▸ DIRECTIONS FOR THIS TASK:
In the material below, the required lines run from the one containing "if you could find the tarmac" through the one containing "if you could find the orange and". Copy those lines exactly, ends included, and nothing else.

▸ GIVEN ENTRIES:
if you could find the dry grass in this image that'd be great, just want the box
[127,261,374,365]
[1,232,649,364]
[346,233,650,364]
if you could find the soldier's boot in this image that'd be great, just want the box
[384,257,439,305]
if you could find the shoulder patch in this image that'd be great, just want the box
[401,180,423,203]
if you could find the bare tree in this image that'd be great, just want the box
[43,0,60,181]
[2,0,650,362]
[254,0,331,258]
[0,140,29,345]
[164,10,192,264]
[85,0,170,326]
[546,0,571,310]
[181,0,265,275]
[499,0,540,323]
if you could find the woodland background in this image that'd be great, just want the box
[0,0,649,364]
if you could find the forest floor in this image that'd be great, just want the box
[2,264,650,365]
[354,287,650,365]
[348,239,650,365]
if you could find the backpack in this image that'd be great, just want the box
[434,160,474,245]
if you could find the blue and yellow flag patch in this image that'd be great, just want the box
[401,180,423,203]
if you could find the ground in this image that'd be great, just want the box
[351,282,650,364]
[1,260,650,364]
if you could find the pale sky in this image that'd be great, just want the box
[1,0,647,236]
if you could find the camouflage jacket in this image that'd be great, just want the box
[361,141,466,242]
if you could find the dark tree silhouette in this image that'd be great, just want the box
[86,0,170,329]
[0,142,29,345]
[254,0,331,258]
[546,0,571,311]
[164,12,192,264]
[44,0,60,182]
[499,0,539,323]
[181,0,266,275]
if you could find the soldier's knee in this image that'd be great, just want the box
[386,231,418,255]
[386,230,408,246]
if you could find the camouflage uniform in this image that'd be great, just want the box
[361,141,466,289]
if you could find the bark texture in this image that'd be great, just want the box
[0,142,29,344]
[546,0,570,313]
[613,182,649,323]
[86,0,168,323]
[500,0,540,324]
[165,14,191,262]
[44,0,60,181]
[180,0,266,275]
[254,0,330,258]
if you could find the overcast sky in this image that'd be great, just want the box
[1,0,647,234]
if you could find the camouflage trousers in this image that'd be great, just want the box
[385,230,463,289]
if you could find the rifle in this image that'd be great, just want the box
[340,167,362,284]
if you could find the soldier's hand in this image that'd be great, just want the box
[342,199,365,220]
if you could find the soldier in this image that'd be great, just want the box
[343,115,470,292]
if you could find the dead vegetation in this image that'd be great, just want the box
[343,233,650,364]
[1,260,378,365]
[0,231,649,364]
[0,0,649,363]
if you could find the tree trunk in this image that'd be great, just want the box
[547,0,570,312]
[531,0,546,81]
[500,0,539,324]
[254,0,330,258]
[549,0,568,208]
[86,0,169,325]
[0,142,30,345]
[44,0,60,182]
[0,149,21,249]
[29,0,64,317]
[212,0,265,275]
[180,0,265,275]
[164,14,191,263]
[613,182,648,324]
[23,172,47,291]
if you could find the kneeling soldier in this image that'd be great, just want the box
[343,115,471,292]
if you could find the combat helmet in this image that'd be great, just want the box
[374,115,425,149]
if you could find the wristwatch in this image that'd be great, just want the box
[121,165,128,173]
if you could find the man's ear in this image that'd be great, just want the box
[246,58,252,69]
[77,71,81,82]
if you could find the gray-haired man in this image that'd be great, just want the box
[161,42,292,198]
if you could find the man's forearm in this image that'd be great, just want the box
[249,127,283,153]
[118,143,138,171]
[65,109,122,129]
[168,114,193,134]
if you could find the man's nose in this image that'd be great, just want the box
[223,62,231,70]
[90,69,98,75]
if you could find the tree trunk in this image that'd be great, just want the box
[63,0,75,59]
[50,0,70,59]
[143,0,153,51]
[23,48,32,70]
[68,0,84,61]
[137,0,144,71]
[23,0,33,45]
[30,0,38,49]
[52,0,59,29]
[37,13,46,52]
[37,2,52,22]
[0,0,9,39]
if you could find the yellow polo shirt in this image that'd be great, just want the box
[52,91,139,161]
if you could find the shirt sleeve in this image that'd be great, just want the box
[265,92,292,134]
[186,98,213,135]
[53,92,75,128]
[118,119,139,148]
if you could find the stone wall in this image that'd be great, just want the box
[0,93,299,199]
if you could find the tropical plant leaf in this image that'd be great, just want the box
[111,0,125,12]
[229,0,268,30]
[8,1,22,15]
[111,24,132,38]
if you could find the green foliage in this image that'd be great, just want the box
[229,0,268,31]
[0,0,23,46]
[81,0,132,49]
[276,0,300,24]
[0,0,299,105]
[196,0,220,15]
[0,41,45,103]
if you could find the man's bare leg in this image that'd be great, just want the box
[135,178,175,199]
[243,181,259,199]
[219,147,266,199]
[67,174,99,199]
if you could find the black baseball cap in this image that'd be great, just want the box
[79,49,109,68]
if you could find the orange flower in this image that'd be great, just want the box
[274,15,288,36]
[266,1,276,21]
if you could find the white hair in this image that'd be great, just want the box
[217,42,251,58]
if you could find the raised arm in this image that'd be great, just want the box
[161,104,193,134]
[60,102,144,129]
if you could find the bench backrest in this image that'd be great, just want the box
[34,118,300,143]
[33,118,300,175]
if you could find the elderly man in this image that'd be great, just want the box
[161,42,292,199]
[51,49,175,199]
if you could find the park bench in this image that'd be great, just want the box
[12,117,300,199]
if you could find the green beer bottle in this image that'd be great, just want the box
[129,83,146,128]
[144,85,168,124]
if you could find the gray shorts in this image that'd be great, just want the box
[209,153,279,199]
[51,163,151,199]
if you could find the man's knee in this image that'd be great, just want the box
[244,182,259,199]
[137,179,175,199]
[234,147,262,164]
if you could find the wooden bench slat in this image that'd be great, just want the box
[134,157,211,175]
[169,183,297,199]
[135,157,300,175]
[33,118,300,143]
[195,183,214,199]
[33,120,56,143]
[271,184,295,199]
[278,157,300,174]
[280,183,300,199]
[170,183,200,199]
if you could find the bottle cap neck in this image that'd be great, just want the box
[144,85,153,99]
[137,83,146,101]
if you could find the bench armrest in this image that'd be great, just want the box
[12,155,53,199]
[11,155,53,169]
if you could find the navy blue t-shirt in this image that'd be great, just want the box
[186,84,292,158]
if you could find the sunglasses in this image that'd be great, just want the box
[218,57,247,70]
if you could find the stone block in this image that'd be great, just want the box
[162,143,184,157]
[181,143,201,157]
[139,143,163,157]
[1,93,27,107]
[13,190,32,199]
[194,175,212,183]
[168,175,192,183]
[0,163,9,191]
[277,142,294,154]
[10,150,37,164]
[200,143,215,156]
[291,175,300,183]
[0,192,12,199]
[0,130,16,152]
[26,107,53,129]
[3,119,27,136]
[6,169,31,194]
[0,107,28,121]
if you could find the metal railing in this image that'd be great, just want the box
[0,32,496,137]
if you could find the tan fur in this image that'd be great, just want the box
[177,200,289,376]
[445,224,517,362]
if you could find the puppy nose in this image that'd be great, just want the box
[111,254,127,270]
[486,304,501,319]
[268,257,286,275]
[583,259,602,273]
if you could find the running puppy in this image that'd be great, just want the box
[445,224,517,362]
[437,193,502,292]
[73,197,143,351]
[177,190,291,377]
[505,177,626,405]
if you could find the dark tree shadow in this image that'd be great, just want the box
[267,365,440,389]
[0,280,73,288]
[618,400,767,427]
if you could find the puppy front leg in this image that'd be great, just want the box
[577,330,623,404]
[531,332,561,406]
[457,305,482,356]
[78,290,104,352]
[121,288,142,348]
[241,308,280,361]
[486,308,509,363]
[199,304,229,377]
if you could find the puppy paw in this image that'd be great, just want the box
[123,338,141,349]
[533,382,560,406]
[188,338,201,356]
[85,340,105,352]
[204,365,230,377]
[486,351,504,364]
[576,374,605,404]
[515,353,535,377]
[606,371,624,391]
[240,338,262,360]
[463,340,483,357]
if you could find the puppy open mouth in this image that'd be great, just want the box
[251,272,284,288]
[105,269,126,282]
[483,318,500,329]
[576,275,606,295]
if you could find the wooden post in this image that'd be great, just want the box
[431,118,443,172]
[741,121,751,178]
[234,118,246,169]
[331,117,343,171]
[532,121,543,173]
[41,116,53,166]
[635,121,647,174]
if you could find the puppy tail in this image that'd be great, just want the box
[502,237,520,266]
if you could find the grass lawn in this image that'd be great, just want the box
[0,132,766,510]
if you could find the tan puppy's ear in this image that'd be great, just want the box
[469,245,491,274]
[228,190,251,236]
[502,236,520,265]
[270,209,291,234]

---

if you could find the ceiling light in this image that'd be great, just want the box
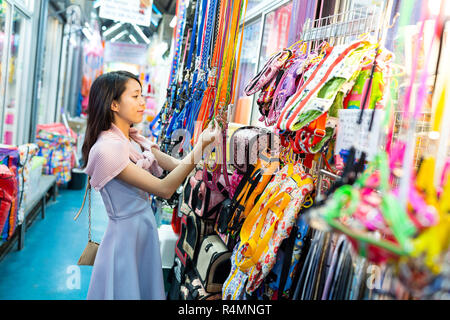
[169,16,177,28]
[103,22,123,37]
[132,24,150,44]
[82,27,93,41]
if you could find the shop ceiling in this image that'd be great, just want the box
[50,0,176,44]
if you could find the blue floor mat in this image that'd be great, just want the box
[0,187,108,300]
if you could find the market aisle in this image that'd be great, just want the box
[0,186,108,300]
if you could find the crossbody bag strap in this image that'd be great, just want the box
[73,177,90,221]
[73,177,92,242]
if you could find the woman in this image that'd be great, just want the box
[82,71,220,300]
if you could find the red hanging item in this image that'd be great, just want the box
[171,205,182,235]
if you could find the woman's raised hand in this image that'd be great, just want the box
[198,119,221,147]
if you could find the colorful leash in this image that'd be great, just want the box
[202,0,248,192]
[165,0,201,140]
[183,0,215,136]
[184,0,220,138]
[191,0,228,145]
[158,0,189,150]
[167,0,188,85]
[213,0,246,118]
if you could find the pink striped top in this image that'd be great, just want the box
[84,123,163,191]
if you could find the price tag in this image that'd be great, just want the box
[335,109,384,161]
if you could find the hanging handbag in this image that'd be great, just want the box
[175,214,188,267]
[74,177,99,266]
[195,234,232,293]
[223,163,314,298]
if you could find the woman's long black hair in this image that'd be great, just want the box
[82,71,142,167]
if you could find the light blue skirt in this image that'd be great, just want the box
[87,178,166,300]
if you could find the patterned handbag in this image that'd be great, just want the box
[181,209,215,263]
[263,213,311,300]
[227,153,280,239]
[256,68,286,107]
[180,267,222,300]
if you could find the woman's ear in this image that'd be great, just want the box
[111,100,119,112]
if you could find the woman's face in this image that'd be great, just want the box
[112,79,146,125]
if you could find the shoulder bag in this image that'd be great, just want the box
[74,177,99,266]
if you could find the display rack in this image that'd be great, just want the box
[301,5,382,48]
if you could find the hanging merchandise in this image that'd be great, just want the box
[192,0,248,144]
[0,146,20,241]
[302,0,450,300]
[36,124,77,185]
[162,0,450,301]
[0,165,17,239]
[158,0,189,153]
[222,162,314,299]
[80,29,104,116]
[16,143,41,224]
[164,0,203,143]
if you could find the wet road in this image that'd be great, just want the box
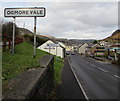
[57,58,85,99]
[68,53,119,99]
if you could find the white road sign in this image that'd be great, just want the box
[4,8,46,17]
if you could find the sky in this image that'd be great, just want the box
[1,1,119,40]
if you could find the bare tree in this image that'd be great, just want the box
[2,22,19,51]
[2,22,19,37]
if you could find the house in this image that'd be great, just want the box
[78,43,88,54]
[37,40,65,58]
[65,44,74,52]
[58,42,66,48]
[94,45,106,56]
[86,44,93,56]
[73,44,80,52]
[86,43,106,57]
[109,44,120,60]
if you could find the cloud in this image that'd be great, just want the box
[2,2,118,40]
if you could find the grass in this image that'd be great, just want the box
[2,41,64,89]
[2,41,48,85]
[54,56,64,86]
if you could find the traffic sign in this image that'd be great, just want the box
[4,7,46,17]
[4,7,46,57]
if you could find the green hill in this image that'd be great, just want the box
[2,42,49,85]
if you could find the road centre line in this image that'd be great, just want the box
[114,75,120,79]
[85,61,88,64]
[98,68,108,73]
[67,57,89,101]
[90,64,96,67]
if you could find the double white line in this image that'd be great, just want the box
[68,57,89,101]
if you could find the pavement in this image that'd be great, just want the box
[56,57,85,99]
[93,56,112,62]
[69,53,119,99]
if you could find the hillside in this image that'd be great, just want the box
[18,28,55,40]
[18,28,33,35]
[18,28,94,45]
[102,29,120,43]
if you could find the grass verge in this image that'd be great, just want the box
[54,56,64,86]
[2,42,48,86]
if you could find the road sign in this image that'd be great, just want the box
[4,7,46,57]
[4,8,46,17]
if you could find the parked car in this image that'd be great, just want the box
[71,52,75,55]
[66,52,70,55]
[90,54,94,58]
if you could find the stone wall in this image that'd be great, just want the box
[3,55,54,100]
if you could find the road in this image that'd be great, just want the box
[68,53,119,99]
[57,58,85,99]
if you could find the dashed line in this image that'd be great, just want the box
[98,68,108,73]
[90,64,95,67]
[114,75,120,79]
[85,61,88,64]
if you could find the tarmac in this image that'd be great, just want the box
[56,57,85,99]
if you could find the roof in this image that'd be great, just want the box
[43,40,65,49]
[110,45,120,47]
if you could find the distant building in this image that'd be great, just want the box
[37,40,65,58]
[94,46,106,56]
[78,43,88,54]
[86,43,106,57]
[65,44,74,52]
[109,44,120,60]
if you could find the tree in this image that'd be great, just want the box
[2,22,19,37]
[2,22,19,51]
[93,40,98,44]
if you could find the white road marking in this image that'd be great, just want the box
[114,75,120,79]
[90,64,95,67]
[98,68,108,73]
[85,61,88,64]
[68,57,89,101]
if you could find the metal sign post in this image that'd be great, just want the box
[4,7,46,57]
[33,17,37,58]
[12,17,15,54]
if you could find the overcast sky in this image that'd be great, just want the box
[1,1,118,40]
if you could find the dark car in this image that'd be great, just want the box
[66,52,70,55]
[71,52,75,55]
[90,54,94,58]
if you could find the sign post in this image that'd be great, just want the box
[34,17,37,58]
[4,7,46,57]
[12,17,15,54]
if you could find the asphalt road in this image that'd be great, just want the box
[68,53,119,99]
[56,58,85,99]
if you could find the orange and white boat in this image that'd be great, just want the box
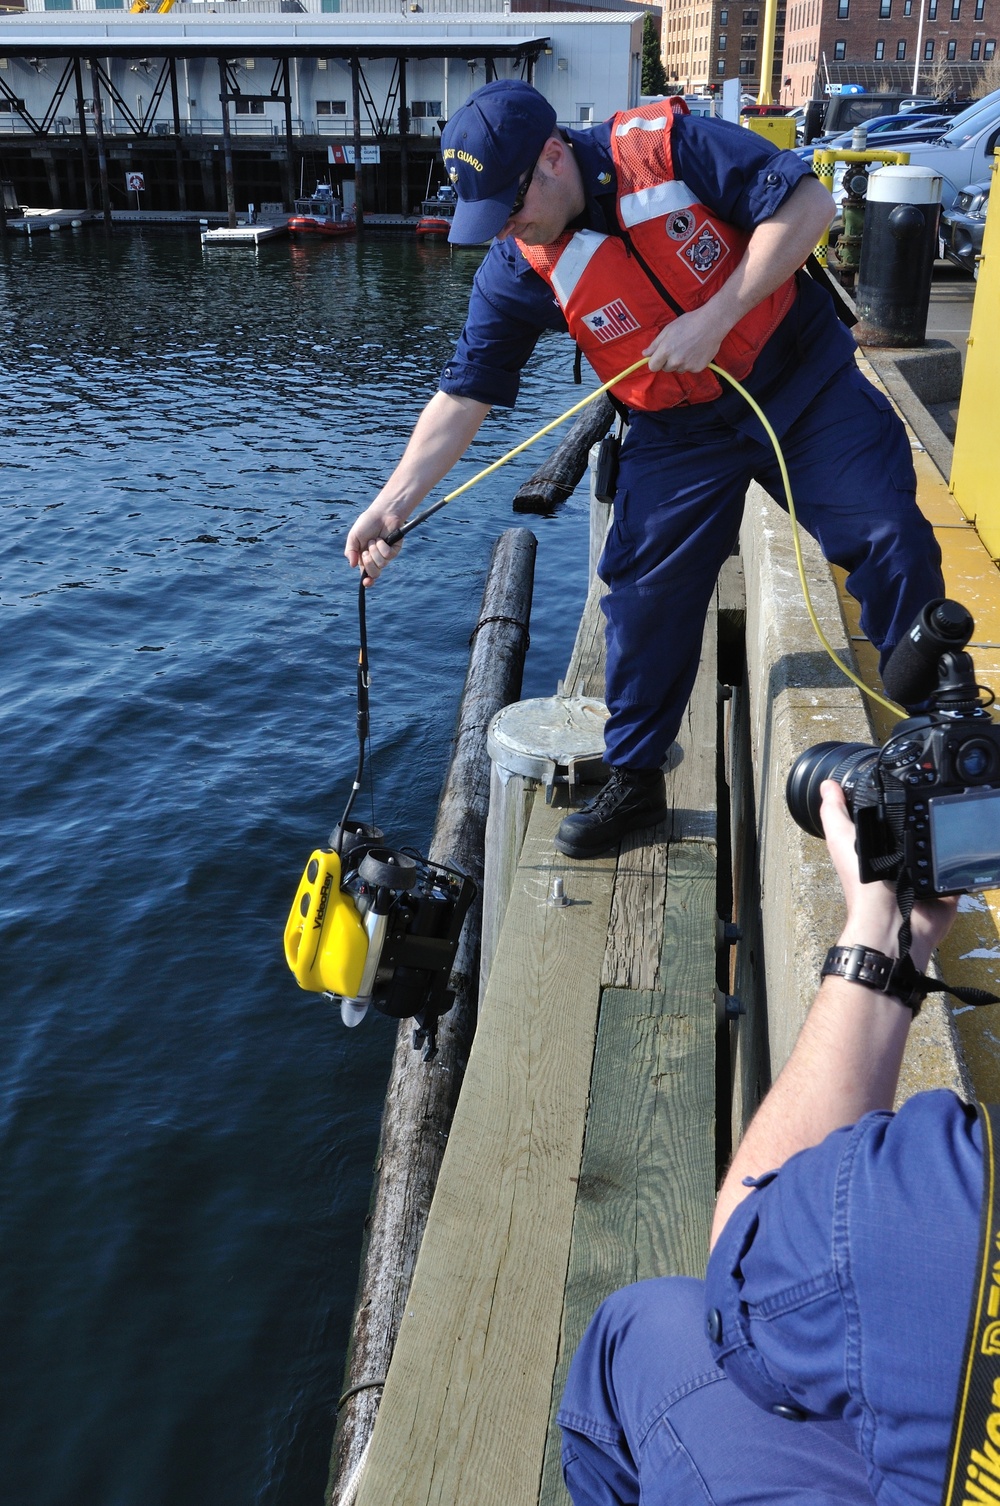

==

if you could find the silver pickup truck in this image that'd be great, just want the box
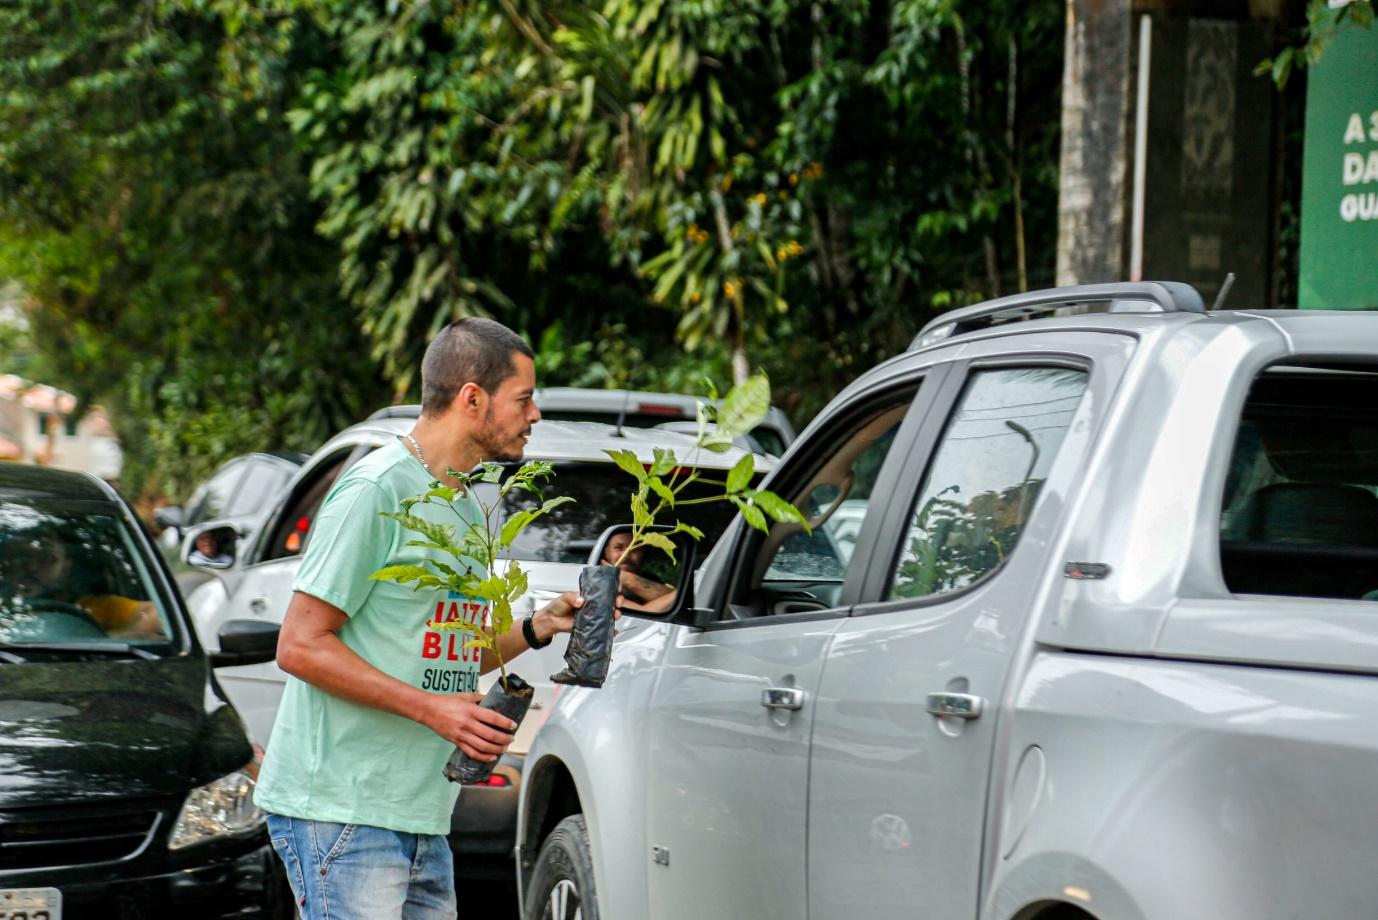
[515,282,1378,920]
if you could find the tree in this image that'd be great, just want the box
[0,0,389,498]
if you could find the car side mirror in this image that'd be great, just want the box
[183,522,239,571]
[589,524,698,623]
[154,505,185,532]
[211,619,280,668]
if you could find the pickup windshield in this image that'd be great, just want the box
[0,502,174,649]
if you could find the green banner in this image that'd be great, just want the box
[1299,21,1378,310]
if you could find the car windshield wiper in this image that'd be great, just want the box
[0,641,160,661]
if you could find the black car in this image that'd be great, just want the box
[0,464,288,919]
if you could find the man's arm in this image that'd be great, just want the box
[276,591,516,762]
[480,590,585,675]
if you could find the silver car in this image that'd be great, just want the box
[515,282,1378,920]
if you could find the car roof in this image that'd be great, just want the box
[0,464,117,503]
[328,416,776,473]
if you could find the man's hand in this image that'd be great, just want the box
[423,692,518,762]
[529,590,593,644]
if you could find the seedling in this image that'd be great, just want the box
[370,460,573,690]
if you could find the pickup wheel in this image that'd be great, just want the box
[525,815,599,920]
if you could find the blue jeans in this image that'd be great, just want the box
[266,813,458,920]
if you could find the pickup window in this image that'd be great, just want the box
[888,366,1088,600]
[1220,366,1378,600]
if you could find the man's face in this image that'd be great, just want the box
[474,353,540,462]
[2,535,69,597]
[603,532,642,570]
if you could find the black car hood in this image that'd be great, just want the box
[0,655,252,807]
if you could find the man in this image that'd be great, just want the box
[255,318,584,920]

▸ RESPONSE TO THE EXERCISE:
if you could find the tarmac in this image that'd be great, just want the box
[56,57,85,99]
if you could find the roof in this image that'd be great, just want the box
[43,40,65,49]
[110,45,120,47]
if you could find the distant building in this image that'd be great, just want the box
[37,40,65,58]
[94,46,106,56]
[78,43,88,54]
[86,43,106,57]
[65,44,74,52]
[109,44,120,60]
if you could find the tree in this image that'd be great, just want the box
[2,22,19,37]
[2,22,19,51]
[93,40,98,44]
if you could find the white road marking in this image that'd be great, just want the box
[114,75,120,79]
[90,64,95,67]
[98,68,108,73]
[85,61,88,64]
[68,57,89,101]
if you could find the metal sign post in this image that'd be great, just want the box
[4,7,46,57]
[33,17,37,58]
[12,17,15,54]
if you could find the overcast sky in this image that'd be great, just want the box
[1,1,118,40]
if you could find the dark car in this image that'd be great, just want the box
[66,52,70,55]
[71,52,75,55]
[90,54,94,58]
if you could find the sign post in this image that'd be great, just want the box
[34,17,37,58]
[4,7,46,57]
[12,17,15,54]
if you could find the asphalt road in this image that'd be great, just want the box
[68,53,119,99]
[56,58,85,99]
if you could find the orange and white boat in this image that'd be great, just want the box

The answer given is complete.